▶ [Task requirements]:
(A) Can you reproduce the passage on alternating fracturing-fluid injection in full, word for word?
(B) Which lines in the entries contain the string "lizard"? Copy out each one.

▶ [Page]:
--------------------------------

Specimen #A1 is fractured with two alternations using guar fluid and gelled acid, where the transition times between different fluids are about 582, 1063, and 1463 s, respectively (marked with orange spheres in Fig. 4). In the first alternation (0-1063 s), the injection pressure profile for specimen #A1 is similar to that of specimen #B7, but remains below the minimum horizontal principal stress, indicating no induced artificial fractures. The primary functions of the injected guar fluid and gelled acid are to activate, unblock or etch these natural fractures around the wellbore. The etching process is further confirmed by the evident fluctuations in the fracturing curve during gelled acid injection. In the second alternation (1063-1988 s), as the guar fluid is re-pumped, the injection pressure will gradually increase and exceed the minimum horizontal principal stress. This indicates that the specimen may be fractured to form new hydraulic fractures. Finally, the injected gelled acid will flow along these open fractures and etch the surfaces of these fractures, leading to significant fluctuations in the pressure curve around 20 MPa. In general, pre-existing discontinuities, fracturing fluid types and injection schemes have significant effects on the fracture initiation and propagation. Alternating injection of different fracturing fluids is beneficial to further increasing the injection pressure and inducing the generation of new fractures.

--------------------------------

▶ [Data in this exercise]:
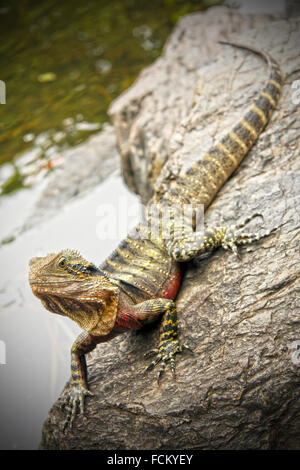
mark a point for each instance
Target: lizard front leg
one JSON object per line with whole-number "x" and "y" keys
{"x": 169, "y": 344}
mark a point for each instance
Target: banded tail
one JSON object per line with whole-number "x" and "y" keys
{"x": 201, "y": 182}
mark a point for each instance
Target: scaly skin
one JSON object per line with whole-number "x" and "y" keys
{"x": 140, "y": 280}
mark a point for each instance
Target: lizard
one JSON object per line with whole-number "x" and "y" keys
{"x": 140, "y": 280}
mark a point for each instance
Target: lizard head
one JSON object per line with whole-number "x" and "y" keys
{"x": 69, "y": 285}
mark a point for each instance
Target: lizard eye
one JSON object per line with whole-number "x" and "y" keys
{"x": 62, "y": 263}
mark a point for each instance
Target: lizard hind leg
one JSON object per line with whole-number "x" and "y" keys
{"x": 169, "y": 344}
{"x": 235, "y": 237}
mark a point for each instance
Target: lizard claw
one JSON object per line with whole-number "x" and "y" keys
{"x": 164, "y": 353}
{"x": 73, "y": 401}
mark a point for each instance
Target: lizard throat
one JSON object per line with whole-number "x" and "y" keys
{"x": 97, "y": 318}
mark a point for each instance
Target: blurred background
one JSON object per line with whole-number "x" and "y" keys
{"x": 61, "y": 65}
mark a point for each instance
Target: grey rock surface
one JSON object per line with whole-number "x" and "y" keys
{"x": 240, "y": 387}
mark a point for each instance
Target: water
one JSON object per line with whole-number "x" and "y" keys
{"x": 64, "y": 62}
{"x": 37, "y": 342}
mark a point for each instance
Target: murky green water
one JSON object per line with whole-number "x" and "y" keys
{"x": 64, "y": 62}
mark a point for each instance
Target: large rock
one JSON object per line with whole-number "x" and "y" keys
{"x": 240, "y": 387}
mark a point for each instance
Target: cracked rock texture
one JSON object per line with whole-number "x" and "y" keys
{"x": 240, "y": 387}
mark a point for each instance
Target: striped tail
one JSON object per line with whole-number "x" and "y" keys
{"x": 201, "y": 182}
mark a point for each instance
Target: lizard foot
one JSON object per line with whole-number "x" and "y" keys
{"x": 164, "y": 353}
{"x": 74, "y": 400}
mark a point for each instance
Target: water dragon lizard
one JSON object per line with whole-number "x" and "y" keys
{"x": 139, "y": 281}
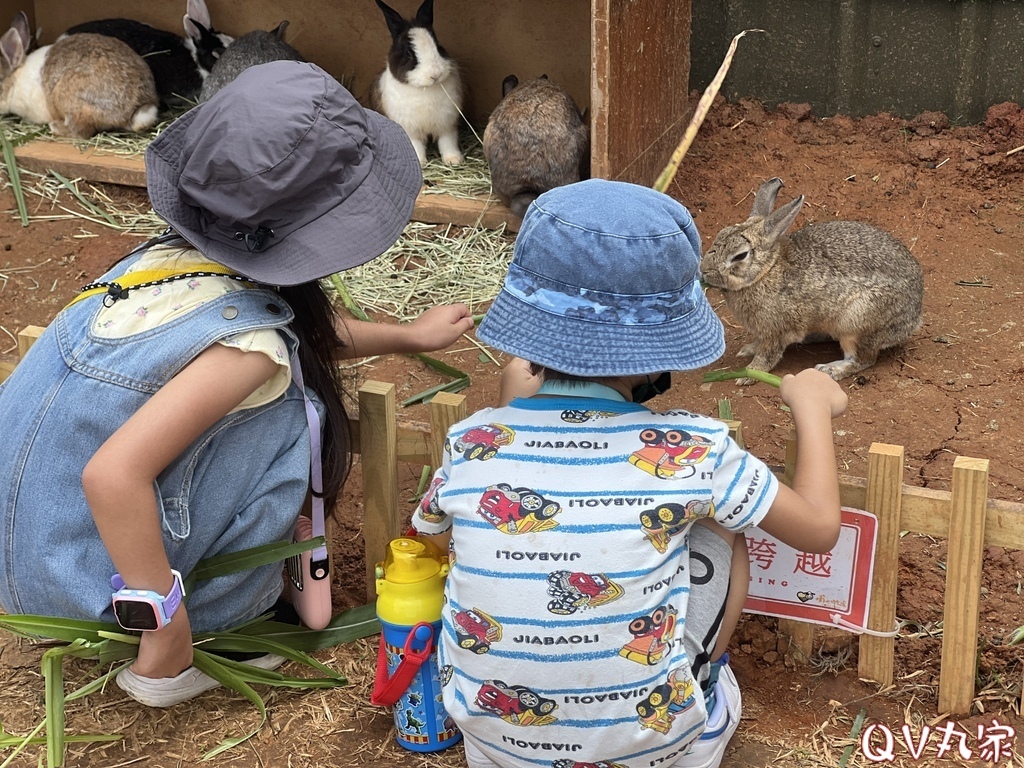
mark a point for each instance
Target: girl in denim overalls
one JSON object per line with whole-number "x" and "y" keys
{"x": 156, "y": 425}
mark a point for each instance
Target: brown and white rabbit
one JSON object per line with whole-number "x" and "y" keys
{"x": 535, "y": 140}
{"x": 253, "y": 48}
{"x": 79, "y": 86}
{"x": 844, "y": 280}
{"x": 421, "y": 87}
{"x": 179, "y": 64}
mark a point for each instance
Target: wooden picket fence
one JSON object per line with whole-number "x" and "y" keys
{"x": 966, "y": 516}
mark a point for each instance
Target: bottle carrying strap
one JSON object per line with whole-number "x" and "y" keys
{"x": 387, "y": 690}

--------------------------------

▶ [Solutions to the exercise]:
(A)
Specimen #A1 is fractured with two alternations using guar fluid and gelled acid, where the transition times between different fluids are about 582, 1063, and 1463 s, respectively (marked with orange spheres in Fig. 4). In the first alternation (0-1063 s), the injection pressure profile for specimen #A1 is similar to that of specimen #B7, but remains below the minimum horizontal principal stress, indicating no induced artificial fractures. The primary functions of the injected guar fluid and gelled acid are to activate, unblock or etch these natural fractures around the wellbore. The etching process is further confirmed by the evident fluctuations in the fracturing curve during gelled acid injection. In the second alternation (1063-1988 s), as the guar fluid is re-pumped, the injection pressure will gradually increase and exceed the minimum horizontal principal stress. This indicates that the specimen may be fractured to form new hydraulic fractures. Finally, the injected gelled acid will flow along these open fractures and etch the surfaces of these fractures, leading to significant fluctuations in the pressure curve around 20 MPa. In general, pre-existing discontinuities, fracturing fluid types and injection schemes have significant effects on the fracture initiation and propagation. Alternating injection of different fracturing fluids is beneficial to further increasing the injection pressure and inducing the generation of new fractures.

(B)
Target: lizard front leg
Target: lizard
Target: lizard head
Target: lizard eye
Target: lizard hind leg
Target: lizard claw
Target: lizard throat
Target: lizard foot
Target: water dragon lizard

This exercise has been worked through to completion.